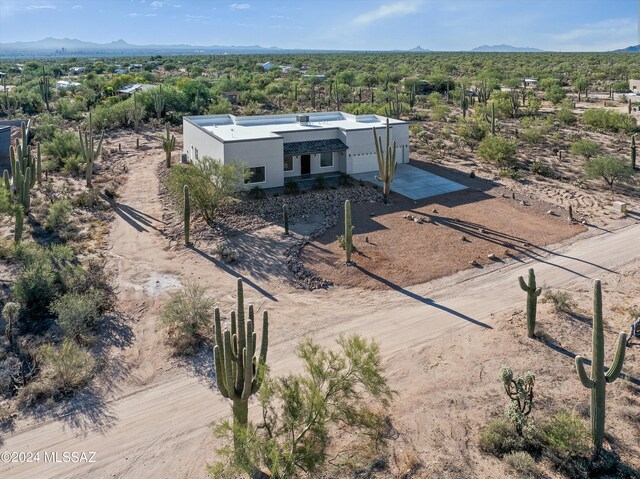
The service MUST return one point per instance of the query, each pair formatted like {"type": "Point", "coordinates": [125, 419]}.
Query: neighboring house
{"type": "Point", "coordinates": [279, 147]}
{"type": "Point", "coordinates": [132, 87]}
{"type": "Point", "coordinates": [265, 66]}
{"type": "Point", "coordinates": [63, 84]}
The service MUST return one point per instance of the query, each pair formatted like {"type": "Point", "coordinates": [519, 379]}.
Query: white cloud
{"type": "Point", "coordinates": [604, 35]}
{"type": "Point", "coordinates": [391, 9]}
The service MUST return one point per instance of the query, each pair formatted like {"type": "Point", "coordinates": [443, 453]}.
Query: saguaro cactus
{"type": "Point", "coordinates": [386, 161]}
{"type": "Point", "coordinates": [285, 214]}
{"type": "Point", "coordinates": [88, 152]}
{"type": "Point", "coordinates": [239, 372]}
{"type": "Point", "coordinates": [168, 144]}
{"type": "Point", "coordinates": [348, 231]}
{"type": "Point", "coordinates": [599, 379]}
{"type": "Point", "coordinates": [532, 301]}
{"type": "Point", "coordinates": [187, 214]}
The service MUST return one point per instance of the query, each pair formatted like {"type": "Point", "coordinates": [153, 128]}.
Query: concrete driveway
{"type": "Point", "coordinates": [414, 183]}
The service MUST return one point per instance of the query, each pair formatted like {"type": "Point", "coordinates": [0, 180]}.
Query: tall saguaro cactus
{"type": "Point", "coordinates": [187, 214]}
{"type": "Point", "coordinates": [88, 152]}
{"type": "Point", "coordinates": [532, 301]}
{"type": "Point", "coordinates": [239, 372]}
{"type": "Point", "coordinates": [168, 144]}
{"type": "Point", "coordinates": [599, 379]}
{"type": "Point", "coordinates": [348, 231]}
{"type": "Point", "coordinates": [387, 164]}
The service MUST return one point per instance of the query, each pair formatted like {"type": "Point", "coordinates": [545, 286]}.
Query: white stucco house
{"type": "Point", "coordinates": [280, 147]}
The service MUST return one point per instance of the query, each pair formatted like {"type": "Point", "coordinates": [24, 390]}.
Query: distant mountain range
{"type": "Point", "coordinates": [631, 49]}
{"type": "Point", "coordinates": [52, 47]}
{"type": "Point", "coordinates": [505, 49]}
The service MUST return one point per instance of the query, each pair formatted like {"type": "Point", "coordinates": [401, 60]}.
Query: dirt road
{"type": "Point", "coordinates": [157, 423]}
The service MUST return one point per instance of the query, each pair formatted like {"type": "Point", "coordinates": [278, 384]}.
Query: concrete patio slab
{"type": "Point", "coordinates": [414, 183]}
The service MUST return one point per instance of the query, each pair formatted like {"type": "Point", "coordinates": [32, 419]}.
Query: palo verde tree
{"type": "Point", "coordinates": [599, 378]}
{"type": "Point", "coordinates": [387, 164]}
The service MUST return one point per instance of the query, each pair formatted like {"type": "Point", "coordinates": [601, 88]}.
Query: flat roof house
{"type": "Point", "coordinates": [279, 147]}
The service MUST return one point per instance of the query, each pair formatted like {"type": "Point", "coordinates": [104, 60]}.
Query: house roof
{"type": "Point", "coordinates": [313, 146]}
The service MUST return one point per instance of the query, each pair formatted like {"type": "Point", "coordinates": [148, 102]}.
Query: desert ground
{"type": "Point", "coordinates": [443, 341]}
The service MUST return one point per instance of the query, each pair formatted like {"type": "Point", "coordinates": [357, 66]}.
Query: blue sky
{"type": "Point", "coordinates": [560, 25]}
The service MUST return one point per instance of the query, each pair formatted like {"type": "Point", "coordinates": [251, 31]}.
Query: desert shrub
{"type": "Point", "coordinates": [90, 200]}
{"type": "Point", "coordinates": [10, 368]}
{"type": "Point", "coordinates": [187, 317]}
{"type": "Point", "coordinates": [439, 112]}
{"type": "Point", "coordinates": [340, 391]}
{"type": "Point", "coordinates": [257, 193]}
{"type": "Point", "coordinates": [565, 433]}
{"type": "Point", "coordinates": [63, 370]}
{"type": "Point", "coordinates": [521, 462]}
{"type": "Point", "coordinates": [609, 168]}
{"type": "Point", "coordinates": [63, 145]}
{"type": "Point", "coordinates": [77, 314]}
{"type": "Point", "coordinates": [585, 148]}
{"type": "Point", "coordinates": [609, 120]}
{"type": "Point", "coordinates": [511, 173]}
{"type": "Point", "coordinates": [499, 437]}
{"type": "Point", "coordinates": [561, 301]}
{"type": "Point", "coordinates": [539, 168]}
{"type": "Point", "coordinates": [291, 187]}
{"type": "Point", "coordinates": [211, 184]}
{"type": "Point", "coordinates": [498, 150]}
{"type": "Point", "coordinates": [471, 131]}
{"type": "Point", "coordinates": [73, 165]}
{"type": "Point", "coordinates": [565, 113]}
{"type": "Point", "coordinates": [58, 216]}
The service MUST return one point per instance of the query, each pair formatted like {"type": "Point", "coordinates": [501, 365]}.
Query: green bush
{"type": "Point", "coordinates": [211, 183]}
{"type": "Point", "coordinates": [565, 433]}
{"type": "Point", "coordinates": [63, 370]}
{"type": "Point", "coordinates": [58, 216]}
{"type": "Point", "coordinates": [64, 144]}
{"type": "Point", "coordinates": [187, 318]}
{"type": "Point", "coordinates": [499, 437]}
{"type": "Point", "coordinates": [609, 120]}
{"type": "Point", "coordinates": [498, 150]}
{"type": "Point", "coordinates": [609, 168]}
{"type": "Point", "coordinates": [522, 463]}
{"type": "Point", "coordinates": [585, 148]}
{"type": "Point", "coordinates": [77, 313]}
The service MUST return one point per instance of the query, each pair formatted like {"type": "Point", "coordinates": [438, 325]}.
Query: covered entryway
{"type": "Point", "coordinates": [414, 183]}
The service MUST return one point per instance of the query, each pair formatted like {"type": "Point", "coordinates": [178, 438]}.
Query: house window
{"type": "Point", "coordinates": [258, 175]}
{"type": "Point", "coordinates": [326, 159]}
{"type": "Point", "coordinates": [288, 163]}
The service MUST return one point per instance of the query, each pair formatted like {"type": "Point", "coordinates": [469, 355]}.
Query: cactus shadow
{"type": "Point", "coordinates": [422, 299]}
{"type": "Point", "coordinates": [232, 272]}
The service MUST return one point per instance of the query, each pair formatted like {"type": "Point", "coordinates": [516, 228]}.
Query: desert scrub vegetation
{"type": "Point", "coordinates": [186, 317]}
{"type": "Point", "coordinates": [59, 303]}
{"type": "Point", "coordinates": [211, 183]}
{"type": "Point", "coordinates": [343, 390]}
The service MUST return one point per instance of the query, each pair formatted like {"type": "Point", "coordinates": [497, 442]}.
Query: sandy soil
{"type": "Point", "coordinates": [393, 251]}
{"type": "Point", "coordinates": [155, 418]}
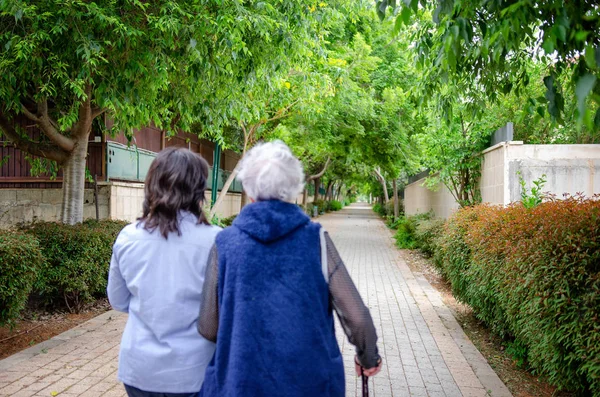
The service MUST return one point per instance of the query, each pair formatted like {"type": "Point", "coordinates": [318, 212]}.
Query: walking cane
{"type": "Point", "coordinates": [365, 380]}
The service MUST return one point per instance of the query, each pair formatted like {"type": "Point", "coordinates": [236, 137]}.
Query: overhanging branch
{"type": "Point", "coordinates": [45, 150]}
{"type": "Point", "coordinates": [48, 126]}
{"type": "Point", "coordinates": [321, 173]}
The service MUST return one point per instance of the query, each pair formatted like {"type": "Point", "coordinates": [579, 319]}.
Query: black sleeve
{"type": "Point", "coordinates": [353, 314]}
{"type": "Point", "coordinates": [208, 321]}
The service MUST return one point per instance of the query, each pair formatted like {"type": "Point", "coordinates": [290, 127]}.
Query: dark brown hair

◆ WRITTEN INSTRUCTION:
Repeat the listing above exactly, with no pictures.

◆ CORRECT RESPONSE:
The service MUST return one point per instance of the query, each pair formatted like {"type": "Point", "coordinates": [125, 419]}.
Query: neighboring house
{"type": "Point", "coordinates": [279, 147]}
{"type": "Point", "coordinates": [132, 87]}
{"type": "Point", "coordinates": [265, 66]}
{"type": "Point", "coordinates": [63, 84]}
The service MUST return one point per instance of the query, each pair formatted like {"type": "Point", "coordinates": [519, 379]}.
Query: white cloud
{"type": "Point", "coordinates": [604, 35]}
{"type": "Point", "coordinates": [391, 9]}
The service MUST return one point per instance of the query, each pair formatted like {"type": "Point", "coordinates": [443, 453]}.
Query: saguaro cactus
{"type": "Point", "coordinates": [386, 161]}
{"type": "Point", "coordinates": [285, 214]}
{"type": "Point", "coordinates": [88, 152]}
{"type": "Point", "coordinates": [239, 372]}
{"type": "Point", "coordinates": [168, 144]}
{"type": "Point", "coordinates": [348, 231]}
{"type": "Point", "coordinates": [599, 379]}
{"type": "Point", "coordinates": [532, 301]}
{"type": "Point", "coordinates": [187, 214]}
The service MUST return one point per instance of the query, each pair formatted like {"type": "Point", "coordinates": [153, 128]}.
Query: concrete driveway
{"type": "Point", "coordinates": [414, 183]}
The service MUST return one point per instance of the query, each pair formatted like {"type": "Point", "coordinates": [0, 180]}.
Query: tall saguaro cactus
{"type": "Point", "coordinates": [187, 214]}
{"type": "Point", "coordinates": [88, 152]}
{"type": "Point", "coordinates": [532, 301]}
{"type": "Point", "coordinates": [239, 372]}
{"type": "Point", "coordinates": [168, 144]}
{"type": "Point", "coordinates": [599, 379]}
{"type": "Point", "coordinates": [348, 231]}
{"type": "Point", "coordinates": [387, 164]}
The service MUST return one point per instance of the query, each pair formatted like {"type": "Point", "coordinates": [545, 286]}.
Query: white stucco house
{"type": "Point", "coordinates": [280, 147]}
The service MUST return one point per instance of the query, each pair formatted like {"type": "Point", "coordinates": [24, 390]}.
Query: distant mountain range
{"type": "Point", "coordinates": [631, 49]}
{"type": "Point", "coordinates": [52, 47]}
{"type": "Point", "coordinates": [505, 49]}
The service MUST return one point per instance of the query, each pair formatted like {"type": "Point", "coordinates": [401, 60]}.
Query: dirt road
{"type": "Point", "coordinates": [157, 423]}
The service MUST return one point per instance of the query, each pair formatted like {"type": "Point", "coordinates": [278, 384]}.
Query: concrete patio slab
{"type": "Point", "coordinates": [414, 183]}
The service MUST return one point per instance of the query, each pair formatted like {"type": "Point", "coordinates": [32, 419]}.
Query: palo verde tree
{"type": "Point", "coordinates": [599, 378]}
{"type": "Point", "coordinates": [387, 164]}
The service MUST return one point per instance of the query, each pair formatted like {"type": "Point", "coordinates": [601, 88]}.
Query: flat roof house
{"type": "Point", "coordinates": [279, 147]}
The service MUST return one point per instance of the query, each pair formatted like {"type": "Point", "coordinates": [104, 60]}.
Query: house roof
{"type": "Point", "coordinates": [313, 146]}
The service MUST return one point per instance of the query, each pair formatted like {"type": "Point", "coordinates": [148, 102]}.
Query: desert ground
{"type": "Point", "coordinates": [443, 341]}
The service MUST return one point per instance of the query, each pair formatted like {"type": "Point", "coordinates": [357, 66]}.
Query: blue sky
{"type": "Point", "coordinates": [560, 25]}
The service MUST return one point per instance of the query, each pair formatted like {"type": "Point", "coordinates": [251, 31]}.
Query: desert shrub
{"type": "Point", "coordinates": [90, 200]}
{"type": "Point", "coordinates": [10, 368]}
{"type": "Point", "coordinates": [187, 317]}
{"type": "Point", "coordinates": [439, 112]}
{"type": "Point", "coordinates": [340, 391]}
{"type": "Point", "coordinates": [257, 193]}
{"type": "Point", "coordinates": [565, 433]}
{"type": "Point", "coordinates": [63, 370]}
{"type": "Point", "coordinates": [521, 462]}
{"type": "Point", "coordinates": [609, 168]}
{"type": "Point", "coordinates": [63, 145]}
{"type": "Point", "coordinates": [77, 314]}
{"type": "Point", "coordinates": [585, 148]}
{"type": "Point", "coordinates": [609, 120]}
{"type": "Point", "coordinates": [511, 173]}
{"type": "Point", "coordinates": [499, 437]}
{"type": "Point", "coordinates": [561, 301]}
{"type": "Point", "coordinates": [539, 168]}
{"type": "Point", "coordinates": [291, 187]}
{"type": "Point", "coordinates": [211, 184]}
{"type": "Point", "coordinates": [498, 150]}
{"type": "Point", "coordinates": [471, 131]}
{"type": "Point", "coordinates": [73, 165]}
{"type": "Point", "coordinates": [565, 113]}
{"type": "Point", "coordinates": [58, 216]}
The service MUST return one point per instance of the query, each pair formatted like {"type": "Point", "coordinates": [501, 365]}.
Query: green bush
{"type": "Point", "coordinates": [211, 183]}
{"type": "Point", "coordinates": [565, 433]}
{"type": "Point", "coordinates": [63, 370]}
{"type": "Point", "coordinates": [58, 216]}
{"type": "Point", "coordinates": [64, 144]}
{"type": "Point", "coordinates": [187, 318]}
{"type": "Point", "coordinates": [499, 437]}
{"type": "Point", "coordinates": [609, 120]}
{"type": "Point", "coordinates": [498, 150]}
{"type": "Point", "coordinates": [609, 168]}
{"type": "Point", "coordinates": [522, 463]}
{"type": "Point", "coordinates": [585, 148]}
{"type": "Point", "coordinates": [77, 313]}
The service MUST return one point per instance of the query, each pair formatted like {"type": "Point", "coordinates": [438, 325]}.
Query: covered entryway
{"type": "Point", "coordinates": [414, 183]}
The service MUST return one point per instance of the query, each pair formatted like {"type": "Point", "coordinates": [178, 438]}.
Query: house window
{"type": "Point", "coordinates": [258, 175]}
{"type": "Point", "coordinates": [326, 159]}
{"type": "Point", "coordinates": [288, 163]}
The service MUST return one point per instance of the query, each pair formatted like {"type": "Point", "coordinates": [469, 355]}.
Query: cactus shadow
{"type": "Point", "coordinates": [422, 299]}
{"type": "Point", "coordinates": [232, 272]}
The service MUST return one point per instance of the query, each pair formatted like {"type": "Point", "coordinates": [516, 228]}.
Query: desert scrub vegetation
{"type": "Point", "coordinates": [186, 317]}
{"type": "Point", "coordinates": [59, 303]}
{"type": "Point", "coordinates": [211, 183]}
{"type": "Point", "coordinates": [343, 390]}
The service MUST return one point per instance of the query, each pair formatted like {"type": "Point", "coordinates": [497, 442]}.
Query: sandy soil
{"type": "Point", "coordinates": [393, 251]}
{"type": "Point", "coordinates": [155, 418]}
The service MUST return one point per instance of the query, each pair formatted like {"type": "Point", "coordinates": [318, 212]}.
Query: walking cane
{"type": "Point", "coordinates": [365, 380]}
The service MUST return one point per instance of the query, each pair formatted like {"type": "Point", "coordinates": [236, 137]}.
Query: overhanging branch
{"type": "Point", "coordinates": [45, 150]}
{"type": "Point", "coordinates": [48, 126]}
{"type": "Point", "coordinates": [321, 173]}
The service MUST return one point per instance of the query, each pair formatted like {"type": "Point", "coordinates": [579, 319]}.
Query: black sleeve
{"type": "Point", "coordinates": [353, 314]}
{"type": "Point", "coordinates": [208, 321]}
The service MUST return one point per instance of the query, each pair formatted like {"type": "Point", "coordinates": [290, 127]}.
Query: dark brown hair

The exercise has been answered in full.